The task: Please restate each line of the data below exactly. Omit all images.

(Stored dataset items)
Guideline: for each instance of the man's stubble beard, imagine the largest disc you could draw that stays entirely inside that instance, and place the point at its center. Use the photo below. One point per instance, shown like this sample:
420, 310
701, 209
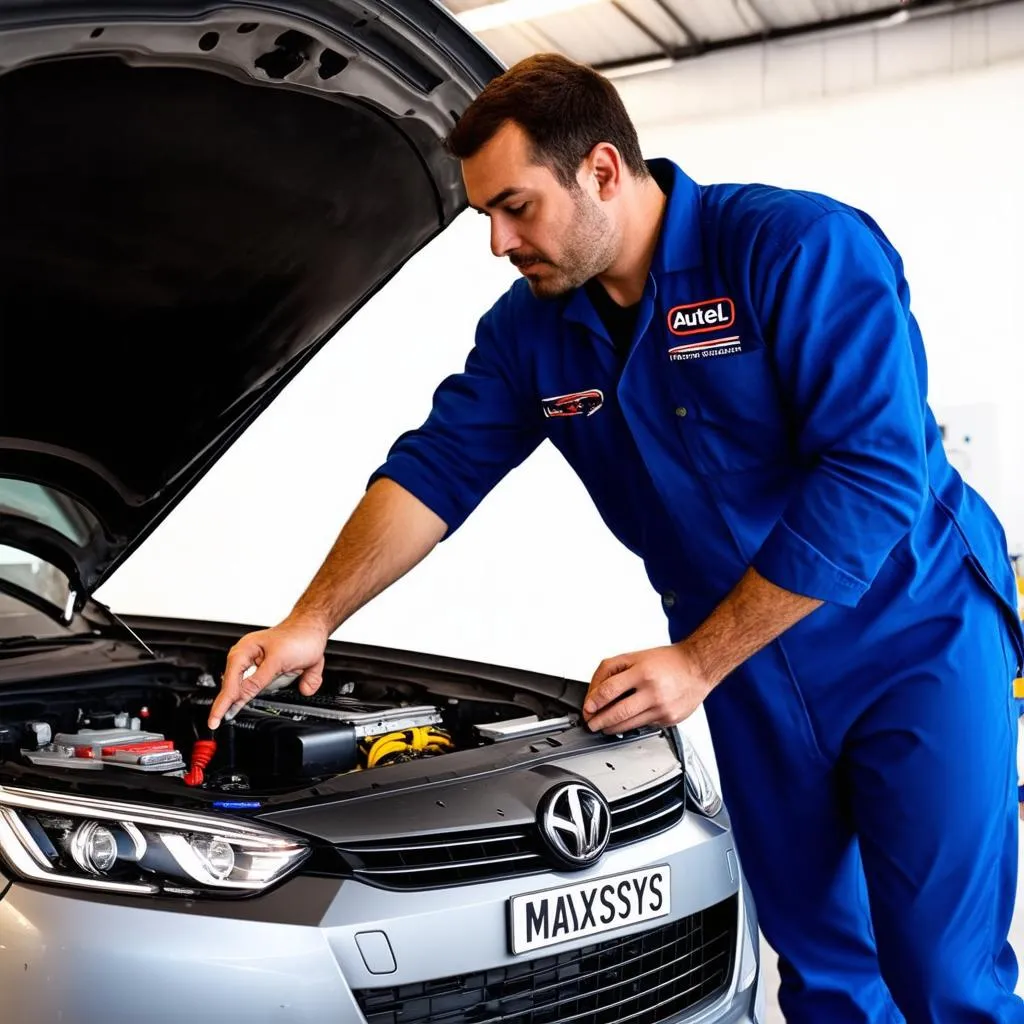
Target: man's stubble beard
590, 249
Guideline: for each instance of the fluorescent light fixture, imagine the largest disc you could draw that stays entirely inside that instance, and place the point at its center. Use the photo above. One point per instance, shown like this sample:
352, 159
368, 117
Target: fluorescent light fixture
496, 15
640, 68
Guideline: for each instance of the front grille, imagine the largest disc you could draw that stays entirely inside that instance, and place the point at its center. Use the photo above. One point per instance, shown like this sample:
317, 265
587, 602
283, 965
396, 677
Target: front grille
446, 858
642, 979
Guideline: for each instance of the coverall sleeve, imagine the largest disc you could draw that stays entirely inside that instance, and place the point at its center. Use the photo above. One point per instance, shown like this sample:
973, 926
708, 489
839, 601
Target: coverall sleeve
841, 336
481, 425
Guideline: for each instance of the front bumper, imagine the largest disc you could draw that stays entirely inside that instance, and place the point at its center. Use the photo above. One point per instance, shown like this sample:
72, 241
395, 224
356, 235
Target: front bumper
294, 954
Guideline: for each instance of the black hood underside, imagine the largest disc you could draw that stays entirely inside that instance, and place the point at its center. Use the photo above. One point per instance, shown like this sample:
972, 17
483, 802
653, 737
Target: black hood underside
178, 240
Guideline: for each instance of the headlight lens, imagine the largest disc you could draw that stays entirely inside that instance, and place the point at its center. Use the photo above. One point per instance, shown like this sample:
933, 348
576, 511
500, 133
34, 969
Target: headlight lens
699, 785
128, 848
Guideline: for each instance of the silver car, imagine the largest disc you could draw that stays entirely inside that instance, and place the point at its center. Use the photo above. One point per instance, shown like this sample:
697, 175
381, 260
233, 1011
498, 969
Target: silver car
195, 198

Exercise result:
Guideline: for each instance of the man's stubble beard, imagine the largest disc you could draw that stays entirely inside that instance, and place the point at its center. Use the photo below. One point per instance, shown like this sample:
420, 310
701, 209
Target: man's stubble beard
590, 249
Guideline: for each instance of the fluorescent light fixture, imagine the largest disc you could draw that stays entirely inside that instance, and place the point at its center. Use the photo above. One point per instance, shown like this sample:
352, 159
368, 117
Target: fluorescent light fixture
496, 15
640, 68
Guideline: for each instance of the front grille, imagine the largest disc you could draw that stays entirely inside that instance, and place the point at its center. Use the photo above. One point per instance, shown like this sample:
317, 265
587, 602
283, 965
396, 677
Target: front grille
446, 858
642, 979
Guideline: for each instance of the coverall sleeve, imagine the largest disc you could draw that stays entirely inside that instance, and place the point at its center. Use the photo above. One point per instance, shown like this sample:
973, 926
708, 489
839, 601
Target: coverall sleeve
841, 336
481, 425
Guideline: for each instance of the front bumper, imagine the largest disc you could draw that stays entirely inside that instance, and place the point at its center. Use the photo above. One point per instance, shown like this sample:
72, 241
395, 224
356, 235
Target: front bumper
294, 954
Guideline: for each instance of the black hood underside, imagine the largest disc you could draw that stays entirely inside that instance, and place the point at its center. Use the photo above. One point per instance, shown like this sample:
972, 17
483, 802
653, 737
Target: black hood underside
178, 240
Guideline: for each instance of the headlight lens, imagine the largest disc you could draw that stays entirely inside that instance, and place the point at its center. Use the photo above. One point per instance, shown like this sample:
933, 348
576, 511
500, 133
34, 969
Target: headlight lens
699, 785
128, 848
Guideline: for each instance of the silver car, imagine the largest disc you could draw that stays entirely inside that instance, and place the point at its center. Use the photo above. One point per instance, shown like this sample:
697, 175
381, 260
233, 1011
498, 969
Target: silver car
195, 198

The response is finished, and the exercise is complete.